Depuis 2013, près de 100 pays ont présenté publiquement leurs points de vue sur les robots tueurs. La plupart a réclamé à maintes reprises un nouveau traité international visant à maintenir un contrôle humain significatif sur l’usage de la force. Parmi eux, 31 pays ont explicitement appelé à l’interdiction des systèmes d’armes létaux autonomes. Pourtant, une poignée de puissances militaires, plus particulièrement les États-Unis, Israël et la Russie, considèrent le moindre pas vers une nouvelle loi internationale comme prématuré. Ces pays investissent des sommes colossales dans les applications militaires de l’intelligence artificielle et développent des systèmes d’armes autonomes aériens, terrestres et maritimes.

Les deux organisations ayant rédigé le rapport ont rappelé que plusieurs gouvernements se sont déclarés en faveur d’une interdiction des systèmes autonomes qui sont légalement ou moralement inacceptables. Il y a un véritable intérêt pour l’interdiction des systèmes d’armes qui, par leur nature même, sélectionnent et attaquent des cibles sans contrôle humain significatif, notamment les systèmes complexes qui reposent sur des algorithmes d’apprentissage automatique et peuvent produire des effets imprévisibles ou inexplicables. D’autres appels ont été lancés pour interdire les systèmes d’armes antipersonnel qui se basent sur des profils dérivés de données biométriques et d’autres données collectées par des capteurs pour identifier, sélectionner et attaquer des individus ou des catégories de personnes.

« Tuer ou blesser des personnes en se fondant sur des données collectées par des capteurs et traitées par des machines serait un affront à la dignité humaine », a ajouté Bonnie Docherty. « Le recours à des algorithmes pour cibler des individus déshumanisera la guerre et portera atteinte à notre humanité. »
================================
Travail demandé:
**A.** Relevez tous les pays désignés par leur nom dans le texte sur les robots tueurs.
**B.** Poursuivez le texte sur les robots tueurs après sa dernière phrase.

(Lignes d'un jeu de données de segmentation)
================================
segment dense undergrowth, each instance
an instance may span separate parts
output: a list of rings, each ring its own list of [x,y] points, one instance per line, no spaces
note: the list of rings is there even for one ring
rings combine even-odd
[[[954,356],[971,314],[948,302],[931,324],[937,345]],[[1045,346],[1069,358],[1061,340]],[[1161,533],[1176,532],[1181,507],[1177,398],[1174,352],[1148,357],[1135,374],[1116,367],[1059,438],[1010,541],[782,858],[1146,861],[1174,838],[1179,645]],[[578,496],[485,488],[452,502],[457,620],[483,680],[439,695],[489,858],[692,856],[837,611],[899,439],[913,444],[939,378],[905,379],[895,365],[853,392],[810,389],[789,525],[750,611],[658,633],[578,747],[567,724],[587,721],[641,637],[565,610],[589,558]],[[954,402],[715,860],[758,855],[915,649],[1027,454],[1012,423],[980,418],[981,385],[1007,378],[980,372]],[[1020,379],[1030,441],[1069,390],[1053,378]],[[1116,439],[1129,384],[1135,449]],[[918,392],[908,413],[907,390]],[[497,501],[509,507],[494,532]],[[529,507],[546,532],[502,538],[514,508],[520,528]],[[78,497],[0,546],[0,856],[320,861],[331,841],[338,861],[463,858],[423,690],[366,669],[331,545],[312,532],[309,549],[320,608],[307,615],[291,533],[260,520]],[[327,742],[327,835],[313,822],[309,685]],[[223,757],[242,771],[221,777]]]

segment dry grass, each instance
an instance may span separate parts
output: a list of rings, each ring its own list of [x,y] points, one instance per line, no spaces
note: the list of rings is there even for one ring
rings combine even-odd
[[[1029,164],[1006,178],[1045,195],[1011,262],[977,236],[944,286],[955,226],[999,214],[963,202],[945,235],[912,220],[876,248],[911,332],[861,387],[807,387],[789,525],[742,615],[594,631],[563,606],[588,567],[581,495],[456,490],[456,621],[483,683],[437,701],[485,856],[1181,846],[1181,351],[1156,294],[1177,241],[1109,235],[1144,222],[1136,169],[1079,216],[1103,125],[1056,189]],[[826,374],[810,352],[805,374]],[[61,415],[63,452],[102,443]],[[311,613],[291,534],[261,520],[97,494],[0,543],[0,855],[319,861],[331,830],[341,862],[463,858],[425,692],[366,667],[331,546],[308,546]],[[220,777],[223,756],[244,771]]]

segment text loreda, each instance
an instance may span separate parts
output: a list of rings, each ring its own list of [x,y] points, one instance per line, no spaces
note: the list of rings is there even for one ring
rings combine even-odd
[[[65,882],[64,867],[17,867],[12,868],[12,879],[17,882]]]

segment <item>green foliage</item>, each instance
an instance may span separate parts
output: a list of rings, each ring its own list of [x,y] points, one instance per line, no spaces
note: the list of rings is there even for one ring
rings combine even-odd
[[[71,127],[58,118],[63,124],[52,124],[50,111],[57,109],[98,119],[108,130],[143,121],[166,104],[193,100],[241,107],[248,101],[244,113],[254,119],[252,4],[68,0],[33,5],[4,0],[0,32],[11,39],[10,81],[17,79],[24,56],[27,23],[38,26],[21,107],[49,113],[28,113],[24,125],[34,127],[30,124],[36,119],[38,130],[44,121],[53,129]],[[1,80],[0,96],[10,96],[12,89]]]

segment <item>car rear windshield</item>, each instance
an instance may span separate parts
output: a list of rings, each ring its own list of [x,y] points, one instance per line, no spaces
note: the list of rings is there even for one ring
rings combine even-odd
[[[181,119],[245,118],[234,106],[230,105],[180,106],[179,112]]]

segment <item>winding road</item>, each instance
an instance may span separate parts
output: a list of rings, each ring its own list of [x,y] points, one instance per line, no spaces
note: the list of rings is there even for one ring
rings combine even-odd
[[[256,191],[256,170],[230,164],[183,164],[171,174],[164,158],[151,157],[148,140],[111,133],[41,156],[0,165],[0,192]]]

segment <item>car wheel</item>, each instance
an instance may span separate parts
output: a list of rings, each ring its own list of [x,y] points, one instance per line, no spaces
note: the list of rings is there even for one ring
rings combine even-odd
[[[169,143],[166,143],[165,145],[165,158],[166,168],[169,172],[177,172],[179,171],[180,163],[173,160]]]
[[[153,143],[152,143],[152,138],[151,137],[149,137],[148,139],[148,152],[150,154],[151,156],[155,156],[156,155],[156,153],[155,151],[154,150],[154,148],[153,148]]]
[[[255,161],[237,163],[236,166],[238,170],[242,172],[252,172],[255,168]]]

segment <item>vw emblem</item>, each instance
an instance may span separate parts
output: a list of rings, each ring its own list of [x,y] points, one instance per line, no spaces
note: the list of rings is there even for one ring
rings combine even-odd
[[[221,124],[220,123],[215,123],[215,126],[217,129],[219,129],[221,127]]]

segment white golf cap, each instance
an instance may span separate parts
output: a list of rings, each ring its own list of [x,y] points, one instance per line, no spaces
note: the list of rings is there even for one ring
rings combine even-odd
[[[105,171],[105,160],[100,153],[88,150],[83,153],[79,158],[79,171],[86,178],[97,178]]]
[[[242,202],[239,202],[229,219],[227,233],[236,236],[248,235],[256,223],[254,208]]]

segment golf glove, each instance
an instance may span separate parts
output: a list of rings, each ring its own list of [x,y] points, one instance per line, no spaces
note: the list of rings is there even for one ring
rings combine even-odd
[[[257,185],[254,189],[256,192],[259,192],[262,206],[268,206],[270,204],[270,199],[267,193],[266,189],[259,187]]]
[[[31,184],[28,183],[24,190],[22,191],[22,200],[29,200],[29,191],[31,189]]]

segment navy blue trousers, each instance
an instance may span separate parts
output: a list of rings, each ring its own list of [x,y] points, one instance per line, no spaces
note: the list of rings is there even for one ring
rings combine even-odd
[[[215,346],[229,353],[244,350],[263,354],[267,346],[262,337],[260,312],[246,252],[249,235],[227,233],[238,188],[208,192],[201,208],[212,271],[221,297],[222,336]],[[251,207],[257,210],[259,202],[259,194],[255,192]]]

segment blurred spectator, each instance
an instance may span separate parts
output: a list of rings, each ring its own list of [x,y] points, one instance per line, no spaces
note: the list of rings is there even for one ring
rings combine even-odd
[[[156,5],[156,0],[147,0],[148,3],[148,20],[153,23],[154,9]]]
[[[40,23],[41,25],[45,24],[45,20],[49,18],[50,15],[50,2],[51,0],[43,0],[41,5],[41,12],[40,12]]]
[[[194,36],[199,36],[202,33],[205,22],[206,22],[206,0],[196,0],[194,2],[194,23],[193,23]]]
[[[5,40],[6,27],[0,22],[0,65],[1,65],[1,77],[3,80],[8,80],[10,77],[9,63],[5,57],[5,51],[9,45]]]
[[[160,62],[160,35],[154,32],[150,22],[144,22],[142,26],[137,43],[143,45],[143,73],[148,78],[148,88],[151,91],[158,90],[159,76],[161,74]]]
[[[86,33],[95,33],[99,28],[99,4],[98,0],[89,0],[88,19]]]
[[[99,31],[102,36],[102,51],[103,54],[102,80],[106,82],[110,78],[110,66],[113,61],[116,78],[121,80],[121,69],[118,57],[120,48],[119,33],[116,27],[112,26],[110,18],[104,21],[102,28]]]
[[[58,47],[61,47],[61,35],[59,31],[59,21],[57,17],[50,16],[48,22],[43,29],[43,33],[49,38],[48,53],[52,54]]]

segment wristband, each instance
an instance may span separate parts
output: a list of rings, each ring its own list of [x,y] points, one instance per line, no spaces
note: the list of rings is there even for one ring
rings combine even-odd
================================
Réponses dans l'ordre:
**A.** les États-Unis, Israël, la Russie

**B.**
De nombreux pays ont proposé d’assortir ces interdictions de réglementations afin de veiller à ce que tous les autres systèmes d’armes autonomes ne soient utilisés que sous contrôle humain significatif, ont ajouté Human Rights Watch et l’IHRC. Le concept de « contrôle humain significatif » est largement compris comme la nécessité que la technologie soit compréhensible et prévisible et que ses utilisations soient limitées dans l’espace et dans le temps.

Dans n rapport publié en octobre 2020, Human Rights Watch et l’IHRC recommandaient des éléments pour un futur traité sur les robots tueurs qui s’alignaient en grande partie sur les propositions faites par les pays ayant participé à la réunion de septembre 2020.  

Les décisions de la CCAC sont prises par consensus. Ainsi, il suffit de quelques pays, voire d’un seul, pour bloquer un accord recherché par une majorité. Cependant, un nouveau traité n’a pas à être négocié sous l’égide de la CCAC et on constate que certains dirigeants politiques souhaitent vivement avancer sur la question et aboutir plus rapidement à un résultat durable.

En juillet, le ministre néo-zélandais du Désarmement et du Contrôle des armements, Phil Twyford, a averti que les pourparlers diplomatiques en cours « ne menaient nulle part » et a suggéré que les personnes préoccupées par la perspective de systèmes d’armes autonomes se réunissent pour « mettre au point quelque chose de réellement constructif ». Il a ajouté : « Pour la plupart d’entre nous, l’idée qu’un ordinateur puisse identifier et attaquer une cible de manière autonome est intolérable. »

Un nombre croissant et un large éventail de pays, d’institutions, d’entreprises privées et de particuliers ont souligné à nouveau leur souhait d’obtenir l’interdiction des systèmes d’armes létaux autonomes. En mai, le Comité international de la Croix-Rouge (CICR) a appelé les pays à négocier un traité international pour interdire les systèmes d’armes autonomes qui sont imprévisibles ou sélectionnent des cibles, et à établir des réglementations pour garantir un contrôle humain sur les autres systèmes. Depuis 2018, le Secrétaire général des Nations Unies, António Guterres, a exhorté à plusieurs reprises les États à interdire les systèmes d’armes qui pourraient, par eux-mêmes, cibler et attaquer des êtres humains, les qualifiant de « politiquement inacceptables et moralement répugnants ».

Les 31 pays ayant exigé l’interdiction des robots tueurs sont les suivants : l’Algérie, l’Argentine, l’Autriche, la Bolivie, le Brésil, le Chili, la Chine (sur leur utilisation seulement), la Colombie, le Costa Rica, Cuba, Djibouti, l’Égypte, El Salvador, l’Équateur, le Ghana, le Guatemala, l’Irak, la Jordanie, le Kazakhstan, le Maroc, le Mexique, la Namibie, le Nicaragua, l’Ouganda, le Pakistan, l’État de Palestine, le Panama, le Pérou, le Saint-Siège, le Venezuela et le Zimbabwe.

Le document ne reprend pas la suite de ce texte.